## WORK TO BE COMPLETED
Lines before the one containing "In this exercise you will pick out the lantern top" are left out; copy that line and every later line through the end of the data exactly.

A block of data
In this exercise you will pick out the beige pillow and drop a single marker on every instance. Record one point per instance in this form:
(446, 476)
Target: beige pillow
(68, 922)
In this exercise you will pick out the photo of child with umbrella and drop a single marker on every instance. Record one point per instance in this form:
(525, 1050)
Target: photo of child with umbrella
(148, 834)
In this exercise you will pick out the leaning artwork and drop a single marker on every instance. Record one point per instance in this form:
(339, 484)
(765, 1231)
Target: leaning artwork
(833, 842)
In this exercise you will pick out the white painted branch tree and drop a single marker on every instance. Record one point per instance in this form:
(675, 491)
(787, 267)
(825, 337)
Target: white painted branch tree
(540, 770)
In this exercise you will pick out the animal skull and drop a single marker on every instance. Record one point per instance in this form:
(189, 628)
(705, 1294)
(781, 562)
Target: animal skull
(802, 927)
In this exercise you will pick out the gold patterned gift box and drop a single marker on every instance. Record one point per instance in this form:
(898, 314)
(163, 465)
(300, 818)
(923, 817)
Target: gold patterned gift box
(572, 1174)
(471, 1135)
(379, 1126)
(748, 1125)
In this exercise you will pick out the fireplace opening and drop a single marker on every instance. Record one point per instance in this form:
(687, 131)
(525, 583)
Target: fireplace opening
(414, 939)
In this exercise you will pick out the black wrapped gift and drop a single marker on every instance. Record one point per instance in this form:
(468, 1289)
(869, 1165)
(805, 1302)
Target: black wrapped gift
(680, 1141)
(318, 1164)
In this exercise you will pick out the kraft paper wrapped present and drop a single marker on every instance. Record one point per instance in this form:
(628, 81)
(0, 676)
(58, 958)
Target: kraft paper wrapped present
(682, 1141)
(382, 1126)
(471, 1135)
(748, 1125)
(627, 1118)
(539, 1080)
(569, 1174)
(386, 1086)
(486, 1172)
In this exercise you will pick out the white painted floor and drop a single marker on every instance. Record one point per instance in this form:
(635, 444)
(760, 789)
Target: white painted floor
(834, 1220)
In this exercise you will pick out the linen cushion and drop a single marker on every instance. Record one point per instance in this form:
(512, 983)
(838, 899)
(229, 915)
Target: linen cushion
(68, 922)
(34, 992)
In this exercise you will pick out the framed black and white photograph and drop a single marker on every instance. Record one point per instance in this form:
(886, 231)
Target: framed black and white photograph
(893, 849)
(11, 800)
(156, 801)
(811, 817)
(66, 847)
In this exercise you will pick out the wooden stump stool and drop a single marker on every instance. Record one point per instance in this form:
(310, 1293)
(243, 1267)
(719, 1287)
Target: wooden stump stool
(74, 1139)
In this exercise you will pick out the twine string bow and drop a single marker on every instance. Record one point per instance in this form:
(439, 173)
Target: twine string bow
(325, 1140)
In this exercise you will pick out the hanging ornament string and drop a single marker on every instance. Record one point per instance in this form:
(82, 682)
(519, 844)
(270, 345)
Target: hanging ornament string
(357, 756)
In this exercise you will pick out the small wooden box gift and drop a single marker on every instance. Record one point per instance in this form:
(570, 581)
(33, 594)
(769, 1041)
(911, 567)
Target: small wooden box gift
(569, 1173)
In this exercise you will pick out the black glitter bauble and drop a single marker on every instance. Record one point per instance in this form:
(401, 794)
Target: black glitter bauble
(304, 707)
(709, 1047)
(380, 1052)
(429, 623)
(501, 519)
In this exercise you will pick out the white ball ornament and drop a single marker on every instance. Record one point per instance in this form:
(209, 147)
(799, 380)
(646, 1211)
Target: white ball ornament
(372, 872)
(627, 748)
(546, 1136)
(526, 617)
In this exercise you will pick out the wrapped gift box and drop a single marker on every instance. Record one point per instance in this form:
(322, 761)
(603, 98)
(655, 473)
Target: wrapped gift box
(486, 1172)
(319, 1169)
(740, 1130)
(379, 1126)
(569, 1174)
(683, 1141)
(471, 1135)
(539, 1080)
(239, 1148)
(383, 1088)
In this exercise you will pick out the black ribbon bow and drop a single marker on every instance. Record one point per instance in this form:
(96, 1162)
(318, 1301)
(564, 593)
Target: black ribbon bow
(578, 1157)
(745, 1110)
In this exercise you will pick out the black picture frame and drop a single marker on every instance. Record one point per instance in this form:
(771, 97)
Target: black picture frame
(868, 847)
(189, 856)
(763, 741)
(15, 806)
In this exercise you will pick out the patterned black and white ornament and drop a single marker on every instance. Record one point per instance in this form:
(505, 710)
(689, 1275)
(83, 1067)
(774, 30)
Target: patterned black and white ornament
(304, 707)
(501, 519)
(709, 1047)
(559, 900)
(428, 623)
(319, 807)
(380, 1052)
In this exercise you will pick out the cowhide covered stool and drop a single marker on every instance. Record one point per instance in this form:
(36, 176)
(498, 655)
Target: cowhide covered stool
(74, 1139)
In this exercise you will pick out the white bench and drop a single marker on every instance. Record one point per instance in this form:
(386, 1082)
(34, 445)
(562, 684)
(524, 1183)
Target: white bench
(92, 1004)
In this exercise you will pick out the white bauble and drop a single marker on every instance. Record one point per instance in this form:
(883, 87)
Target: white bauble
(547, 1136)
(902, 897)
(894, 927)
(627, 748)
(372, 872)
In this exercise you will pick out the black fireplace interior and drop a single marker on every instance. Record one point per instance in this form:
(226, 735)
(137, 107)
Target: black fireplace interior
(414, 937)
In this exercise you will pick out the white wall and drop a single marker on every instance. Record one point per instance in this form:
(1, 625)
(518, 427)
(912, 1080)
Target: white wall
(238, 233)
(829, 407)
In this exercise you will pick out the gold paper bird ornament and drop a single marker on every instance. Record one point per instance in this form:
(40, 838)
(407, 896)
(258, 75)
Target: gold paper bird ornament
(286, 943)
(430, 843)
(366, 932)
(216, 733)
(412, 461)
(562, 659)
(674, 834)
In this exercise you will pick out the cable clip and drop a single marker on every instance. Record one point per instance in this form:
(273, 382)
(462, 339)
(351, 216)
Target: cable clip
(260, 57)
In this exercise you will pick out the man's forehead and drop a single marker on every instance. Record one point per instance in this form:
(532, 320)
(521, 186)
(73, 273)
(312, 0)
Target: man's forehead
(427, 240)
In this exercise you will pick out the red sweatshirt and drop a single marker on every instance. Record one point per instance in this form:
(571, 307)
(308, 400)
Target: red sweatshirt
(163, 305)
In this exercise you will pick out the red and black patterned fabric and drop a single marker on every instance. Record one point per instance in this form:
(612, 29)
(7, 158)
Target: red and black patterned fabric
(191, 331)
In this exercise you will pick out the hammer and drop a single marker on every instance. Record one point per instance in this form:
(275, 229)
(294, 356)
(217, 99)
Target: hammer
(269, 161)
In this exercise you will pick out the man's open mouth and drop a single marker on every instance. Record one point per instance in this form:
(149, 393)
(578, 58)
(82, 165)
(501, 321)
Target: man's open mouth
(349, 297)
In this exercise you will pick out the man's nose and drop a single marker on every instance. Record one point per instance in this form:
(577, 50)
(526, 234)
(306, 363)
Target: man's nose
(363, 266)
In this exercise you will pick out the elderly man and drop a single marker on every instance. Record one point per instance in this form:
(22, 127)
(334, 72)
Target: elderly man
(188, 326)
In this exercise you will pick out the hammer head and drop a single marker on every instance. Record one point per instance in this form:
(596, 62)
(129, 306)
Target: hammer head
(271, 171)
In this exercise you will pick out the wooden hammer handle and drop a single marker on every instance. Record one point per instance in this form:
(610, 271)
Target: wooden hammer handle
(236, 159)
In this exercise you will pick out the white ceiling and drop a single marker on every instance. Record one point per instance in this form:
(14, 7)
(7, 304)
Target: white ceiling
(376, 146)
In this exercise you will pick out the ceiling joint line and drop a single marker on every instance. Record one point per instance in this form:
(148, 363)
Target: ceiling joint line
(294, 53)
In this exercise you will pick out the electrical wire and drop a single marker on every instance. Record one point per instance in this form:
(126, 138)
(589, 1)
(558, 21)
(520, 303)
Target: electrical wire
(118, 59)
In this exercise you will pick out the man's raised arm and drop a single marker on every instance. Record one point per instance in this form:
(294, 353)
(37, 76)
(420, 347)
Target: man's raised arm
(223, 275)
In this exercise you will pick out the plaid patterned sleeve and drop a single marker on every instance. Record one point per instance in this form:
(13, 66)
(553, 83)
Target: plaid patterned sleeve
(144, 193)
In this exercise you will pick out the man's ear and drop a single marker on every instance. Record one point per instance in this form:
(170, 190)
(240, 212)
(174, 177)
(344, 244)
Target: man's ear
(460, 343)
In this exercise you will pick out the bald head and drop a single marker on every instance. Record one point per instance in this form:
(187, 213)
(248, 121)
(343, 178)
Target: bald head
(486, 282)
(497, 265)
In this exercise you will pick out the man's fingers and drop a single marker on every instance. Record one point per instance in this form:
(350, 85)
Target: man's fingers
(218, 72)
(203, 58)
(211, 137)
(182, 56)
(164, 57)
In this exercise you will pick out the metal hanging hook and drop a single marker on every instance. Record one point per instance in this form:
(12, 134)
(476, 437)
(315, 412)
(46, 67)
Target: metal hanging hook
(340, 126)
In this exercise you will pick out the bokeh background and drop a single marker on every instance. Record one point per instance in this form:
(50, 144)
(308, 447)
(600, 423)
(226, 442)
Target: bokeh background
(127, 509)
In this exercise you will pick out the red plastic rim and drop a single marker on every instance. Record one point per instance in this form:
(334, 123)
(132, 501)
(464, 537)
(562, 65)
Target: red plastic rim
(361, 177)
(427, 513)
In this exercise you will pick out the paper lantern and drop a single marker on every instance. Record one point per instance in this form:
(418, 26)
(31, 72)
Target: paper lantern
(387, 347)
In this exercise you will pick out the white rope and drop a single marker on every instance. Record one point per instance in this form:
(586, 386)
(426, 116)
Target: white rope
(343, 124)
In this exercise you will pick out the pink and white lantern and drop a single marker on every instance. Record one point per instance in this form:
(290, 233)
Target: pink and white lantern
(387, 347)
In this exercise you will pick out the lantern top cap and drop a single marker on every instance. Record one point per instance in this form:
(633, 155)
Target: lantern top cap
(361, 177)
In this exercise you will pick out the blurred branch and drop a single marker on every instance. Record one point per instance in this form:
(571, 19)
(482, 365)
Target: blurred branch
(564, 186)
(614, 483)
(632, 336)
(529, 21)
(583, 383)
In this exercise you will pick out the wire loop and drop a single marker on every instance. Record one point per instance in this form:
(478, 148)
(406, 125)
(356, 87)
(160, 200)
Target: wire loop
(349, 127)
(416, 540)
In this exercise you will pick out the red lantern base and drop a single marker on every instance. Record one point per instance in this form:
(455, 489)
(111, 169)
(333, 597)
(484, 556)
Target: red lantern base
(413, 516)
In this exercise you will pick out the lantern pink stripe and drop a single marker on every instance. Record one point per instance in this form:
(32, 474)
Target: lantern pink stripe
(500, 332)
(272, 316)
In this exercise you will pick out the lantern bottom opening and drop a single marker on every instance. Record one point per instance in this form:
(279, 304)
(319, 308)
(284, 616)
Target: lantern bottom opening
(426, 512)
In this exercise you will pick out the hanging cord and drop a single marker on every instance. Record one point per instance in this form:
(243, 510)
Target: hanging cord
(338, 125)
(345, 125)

## WRITTEN RESPONSE
In this exercise you will pick out the lantern top cap and drop a single marker on every instance. Record one point per instance in this form:
(633, 155)
Target: lantern top cap
(361, 177)
In this exercise you will pick out the blurred branch and drop a single marker on every instance. Record one point per instance in this form:
(571, 19)
(482, 365)
Target: blurred branch
(564, 186)
(614, 483)
(632, 336)
(529, 21)
(583, 383)
In this exercise you will pick out the wire loop and drop a single marker on every instance. Record one point per instance in this form:
(478, 148)
(406, 125)
(356, 87)
(160, 200)
Target: wire loop
(349, 127)
(416, 540)
In this exercise you will pick out the red lantern base and drop a single marker on every instance. Record one point per instance in this form:
(455, 489)
(111, 169)
(333, 597)
(484, 556)
Target: red lantern base
(413, 516)
In this exercise you will pick out the lantern pink stripe and drop a single marker on every instance. Record one point per instance in this form:
(32, 474)
Target: lantern pink stripe
(500, 332)
(272, 316)
In this exercise you will pick out the lantern bottom opening and drop a single marker on every instance. Record one point per instance in this form:
(279, 304)
(319, 308)
(284, 616)
Target: lantern bottom opening
(426, 512)
In this exercise you will pick out the hanging cord and drop a single marker on every instance. Record one point per instance in this form:
(243, 510)
Target: hanging cord
(338, 125)
(345, 125)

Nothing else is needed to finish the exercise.